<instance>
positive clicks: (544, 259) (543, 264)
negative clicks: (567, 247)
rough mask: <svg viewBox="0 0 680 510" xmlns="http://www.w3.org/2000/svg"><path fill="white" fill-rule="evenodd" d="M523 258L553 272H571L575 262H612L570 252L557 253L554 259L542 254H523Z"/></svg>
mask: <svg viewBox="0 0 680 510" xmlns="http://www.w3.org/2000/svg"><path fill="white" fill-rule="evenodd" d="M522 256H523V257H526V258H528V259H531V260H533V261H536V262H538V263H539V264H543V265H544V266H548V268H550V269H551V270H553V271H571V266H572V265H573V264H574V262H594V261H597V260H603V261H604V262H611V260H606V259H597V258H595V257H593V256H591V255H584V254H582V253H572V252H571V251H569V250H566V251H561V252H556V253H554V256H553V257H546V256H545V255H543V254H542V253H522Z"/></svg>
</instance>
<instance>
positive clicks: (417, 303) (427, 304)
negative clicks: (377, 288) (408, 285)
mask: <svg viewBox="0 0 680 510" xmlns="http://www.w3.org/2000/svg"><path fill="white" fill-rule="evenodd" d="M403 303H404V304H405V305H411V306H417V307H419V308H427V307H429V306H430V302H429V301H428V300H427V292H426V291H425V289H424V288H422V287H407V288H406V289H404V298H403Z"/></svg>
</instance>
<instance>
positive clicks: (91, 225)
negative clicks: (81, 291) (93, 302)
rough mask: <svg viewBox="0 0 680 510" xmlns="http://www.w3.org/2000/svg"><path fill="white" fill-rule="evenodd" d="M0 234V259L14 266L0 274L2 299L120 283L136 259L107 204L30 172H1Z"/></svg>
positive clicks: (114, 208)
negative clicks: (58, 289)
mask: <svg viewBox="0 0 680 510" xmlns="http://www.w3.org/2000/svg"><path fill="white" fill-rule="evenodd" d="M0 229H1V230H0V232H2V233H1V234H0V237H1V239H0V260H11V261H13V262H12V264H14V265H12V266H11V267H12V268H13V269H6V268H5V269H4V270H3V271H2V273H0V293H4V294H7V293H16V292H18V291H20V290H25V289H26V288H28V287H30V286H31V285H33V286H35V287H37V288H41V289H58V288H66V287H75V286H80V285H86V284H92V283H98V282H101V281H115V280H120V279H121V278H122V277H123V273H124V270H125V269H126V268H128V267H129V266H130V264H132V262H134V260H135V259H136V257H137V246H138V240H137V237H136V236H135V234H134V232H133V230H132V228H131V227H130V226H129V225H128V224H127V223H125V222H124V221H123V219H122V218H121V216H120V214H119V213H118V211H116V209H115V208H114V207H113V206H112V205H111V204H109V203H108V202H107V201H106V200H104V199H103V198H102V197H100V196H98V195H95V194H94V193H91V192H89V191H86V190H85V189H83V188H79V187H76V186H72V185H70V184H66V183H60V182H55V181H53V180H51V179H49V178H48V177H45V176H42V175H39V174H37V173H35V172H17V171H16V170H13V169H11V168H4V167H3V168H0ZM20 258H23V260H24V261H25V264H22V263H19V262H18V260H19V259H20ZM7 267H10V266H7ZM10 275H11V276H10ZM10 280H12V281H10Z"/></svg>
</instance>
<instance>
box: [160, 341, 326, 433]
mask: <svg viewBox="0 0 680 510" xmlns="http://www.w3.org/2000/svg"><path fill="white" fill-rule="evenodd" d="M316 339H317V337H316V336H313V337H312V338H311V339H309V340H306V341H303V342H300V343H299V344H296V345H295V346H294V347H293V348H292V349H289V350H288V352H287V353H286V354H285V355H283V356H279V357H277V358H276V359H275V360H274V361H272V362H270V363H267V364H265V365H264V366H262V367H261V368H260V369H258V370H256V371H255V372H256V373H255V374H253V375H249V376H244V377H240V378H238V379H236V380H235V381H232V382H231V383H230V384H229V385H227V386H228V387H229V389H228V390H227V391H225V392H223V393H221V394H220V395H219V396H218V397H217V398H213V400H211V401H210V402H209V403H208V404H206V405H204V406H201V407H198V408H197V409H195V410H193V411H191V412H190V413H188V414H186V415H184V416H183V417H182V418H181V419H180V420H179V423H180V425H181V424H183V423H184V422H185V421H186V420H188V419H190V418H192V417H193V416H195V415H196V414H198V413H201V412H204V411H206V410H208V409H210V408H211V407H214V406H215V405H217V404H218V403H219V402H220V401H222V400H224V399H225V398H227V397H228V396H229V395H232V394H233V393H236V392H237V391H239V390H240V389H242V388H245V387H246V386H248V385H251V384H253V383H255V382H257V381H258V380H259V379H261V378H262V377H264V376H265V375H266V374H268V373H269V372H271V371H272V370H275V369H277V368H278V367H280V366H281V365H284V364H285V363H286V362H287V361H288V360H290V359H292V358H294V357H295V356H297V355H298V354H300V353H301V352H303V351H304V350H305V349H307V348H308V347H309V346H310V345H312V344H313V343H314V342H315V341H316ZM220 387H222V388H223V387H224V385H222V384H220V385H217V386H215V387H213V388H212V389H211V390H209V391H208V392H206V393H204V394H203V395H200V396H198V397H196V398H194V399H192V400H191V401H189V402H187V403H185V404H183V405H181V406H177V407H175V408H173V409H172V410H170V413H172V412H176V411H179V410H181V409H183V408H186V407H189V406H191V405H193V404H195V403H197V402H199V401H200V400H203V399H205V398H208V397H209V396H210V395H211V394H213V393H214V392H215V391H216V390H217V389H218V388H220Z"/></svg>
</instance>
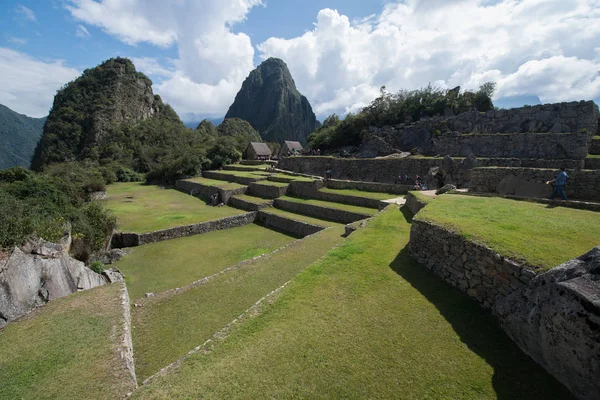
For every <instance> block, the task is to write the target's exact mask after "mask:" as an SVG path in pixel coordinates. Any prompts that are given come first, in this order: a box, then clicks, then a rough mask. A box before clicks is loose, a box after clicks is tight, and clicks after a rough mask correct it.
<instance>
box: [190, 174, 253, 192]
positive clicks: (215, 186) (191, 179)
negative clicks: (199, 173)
mask: <svg viewBox="0 0 600 400" xmlns="http://www.w3.org/2000/svg"><path fill="white" fill-rule="evenodd" d="M186 180H187V181H190V182H195V183H200V184H202V185H206V186H213V187H218V188H221V189H223V190H235V189H241V188H244V187H246V185H240V184H239V183H235V182H226V181H219V180H216V179H208V178H202V177H198V178H191V179H186Z"/></svg>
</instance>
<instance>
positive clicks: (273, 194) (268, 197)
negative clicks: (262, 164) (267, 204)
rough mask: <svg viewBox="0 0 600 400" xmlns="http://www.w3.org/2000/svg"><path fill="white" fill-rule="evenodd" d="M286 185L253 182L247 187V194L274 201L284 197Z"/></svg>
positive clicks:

──────────

Activity
Exclude all images and retype the data precisely.

Result of this task
<instance>
positive clicks: (544, 259) (543, 264)
negative clicks: (567, 247)
rough mask: <svg viewBox="0 0 680 510" xmlns="http://www.w3.org/2000/svg"><path fill="white" fill-rule="evenodd" d="M523 258L553 272H571L575 262H612L570 252L557 253L554 259L542 254H523Z"/></svg>
mask: <svg viewBox="0 0 680 510" xmlns="http://www.w3.org/2000/svg"><path fill="white" fill-rule="evenodd" d="M522 256H523V257H526V258H528V259H531V260H533V261H536V262H538V263H539V264H543V265H544V266H548V268H550V269H551V270H553V271H571V266H572V265H573V264H574V262H594V261H597V260H603V261H604V262H611V260H606V259H597V258H595V257H593V256H591V255H584V254H582V253H572V252H571V251H569V250H566V251H561V252H556V253H554V256H553V257H546V256H545V255H543V254H542V253H522Z"/></svg>
</instance>
<instance>
positive clicks: (417, 303) (427, 304)
negative clicks: (377, 288) (408, 285)
mask: <svg viewBox="0 0 680 510" xmlns="http://www.w3.org/2000/svg"><path fill="white" fill-rule="evenodd" d="M403 303H404V304H405V305H411V306H417V307H419V308H427V307H429V306H430V302H429V301H428V300H427V292H426V291H425V289H424V288H422V287H407V288H406V289H404V298H403Z"/></svg>
</instance>
<instance>
positive clicks: (91, 225)
negative clicks: (81, 291) (93, 302)
rough mask: <svg viewBox="0 0 680 510" xmlns="http://www.w3.org/2000/svg"><path fill="white" fill-rule="evenodd" d="M0 234V259L14 266L0 274L2 299L120 283L136 259L107 204L30 172H1Z"/></svg>
positive clicks: (114, 208)
negative clicks: (58, 289)
mask: <svg viewBox="0 0 680 510" xmlns="http://www.w3.org/2000/svg"><path fill="white" fill-rule="evenodd" d="M0 229H1V230H0V232H2V233H1V234H0V237H1V239H0V260H11V261H13V262H12V264H14V265H12V266H11V267H12V268H13V269H6V268H5V269H4V270H3V271H2V273H0V293H4V294H7V293H16V292H18V291H20V290H25V289H26V288H28V287H30V286H31V285H33V286H35V287H37V288H41V289H58V288H66V287H75V286H80V285H86V284H92V283H98V282H101V281H115V280H120V279H121V278H122V277H123V273H124V270H125V269H126V268H128V267H129V266H130V264H132V262H134V260H135V259H136V257H137V246H138V240H137V237H136V236H135V234H134V232H133V230H132V228H131V227H130V226H129V225H128V224H127V223H125V222H124V221H123V219H122V218H121V216H120V214H119V213H118V211H116V209H115V208H114V207H113V206H112V205H111V204H109V203H108V202H107V201H106V200H104V199H103V198H102V197H100V196H98V195H95V194H94V193H91V192H89V191H86V190H85V189H83V188H79V187H76V186H72V185H70V184H66V183H60V182H55V181H53V180H51V179H49V178H48V177H45V176H42V175H39V174H37V173H35V172H17V171H16V170H13V169H11V168H4V167H3V168H0ZM20 258H23V260H24V261H25V264H22V263H19V262H18V260H19V259H20ZM7 267H10V266H7ZM10 275H11V276H10ZM10 280H12V281H10Z"/></svg>
</instance>
<instance>
box: [160, 341, 326, 433]
mask: <svg viewBox="0 0 680 510" xmlns="http://www.w3.org/2000/svg"><path fill="white" fill-rule="evenodd" d="M316 339H317V337H316V336H313V337H312V338H311V339H309V340H306V341H303V342H300V343H299V344H296V345H295V346H294V347H293V348H292V349H289V350H288V352H287V353H286V354H285V355H283V356H279V357H277V358H276V359H275V360H274V361H272V362H270V363H267V364H265V365H264V366H262V367H261V368H260V369H258V370H256V371H255V372H256V373H255V374H253V375H249V376H244V377H240V378H238V379H236V380H235V381H232V382H231V383H230V384H229V385H227V386H228V387H229V389H228V390H227V391H225V392H223V393H221V394H220V395H219V396H218V397H217V398H213V400H211V401H210V402H209V403H208V404H206V405H204V406H201V407H198V408H197V409H195V410H193V411H191V412H190V413H188V414H186V415H184V416H183V417H182V418H181V419H180V420H179V423H180V425H181V424H183V423H184V422H185V421H186V420H188V419H190V418H192V417H193V416H195V415H196V414H198V413H201V412H204V411H206V410H208V409H210V408H211V407H214V406H215V405H217V404H218V403H219V402H220V401H222V400H224V399H225V398H227V397H228V396H229V395H232V394H233V393H236V392H237V391H239V390H240V389H242V388H245V387H246V386H248V385H251V384H253V383H255V382H257V381H258V380H259V379H261V378H262V377H264V376H265V375H266V374H268V373H269V372H271V371H272V370H275V369H277V368H278V367H280V366H281V365H284V364H285V363H286V362H287V361H288V360H290V359H292V358H294V357H295V356H297V355H298V354H300V353H301V352H303V351H304V350H305V349H307V348H308V347H309V346H310V345H312V344H313V343H314V342H315V341H316ZM220 387H222V388H223V387H224V385H222V384H220V385H217V386H215V387H213V388H212V389H211V390H209V391H208V392H206V393H204V394H203V395H200V396H198V397H196V398H194V399H192V400H191V401H189V402H187V403H185V404H183V405H181V406H177V407H175V408H173V409H172V410H170V413H172V412H176V411H179V410H181V409H183V408H186V407H189V406H191V405H193V404H195V403H197V402H199V401H200V400H203V399H205V398H208V397H209V396H210V395H211V394H213V393H214V392H215V391H216V390H217V389H218V388H220Z"/></svg>
</instance>
For every <instance> block, the task is to write the target's exact mask after "mask:" as an SVG path in pixel coordinates. Any prompts that are given come first, in this order: a box, then clicks, then a rough mask. A box before clicks is loose, a box after clicks is tight, and clicks after a rough mask correct it.
<instance>
box: [190, 174, 253, 192]
positive clicks: (215, 186) (191, 179)
negative clicks: (199, 173)
mask: <svg viewBox="0 0 600 400" xmlns="http://www.w3.org/2000/svg"><path fill="white" fill-rule="evenodd" d="M186 180H187V181H190V182H195V183H200V184H202V185H206V186H213V187H218V188H221V189H223V190H235V189H241V188H244V187H246V185H240V184H239V183H235V182H226V181H219V180H216V179H208V178H202V177H198V178H191V179H186Z"/></svg>
</instance>
<instance>
positive clicks: (273, 194) (268, 197)
negative clicks: (262, 164) (267, 204)
rough mask: <svg viewBox="0 0 600 400" xmlns="http://www.w3.org/2000/svg"><path fill="white" fill-rule="evenodd" d="M286 185L253 182L247 187V194L274 201L284 197Z"/></svg>
positive clicks:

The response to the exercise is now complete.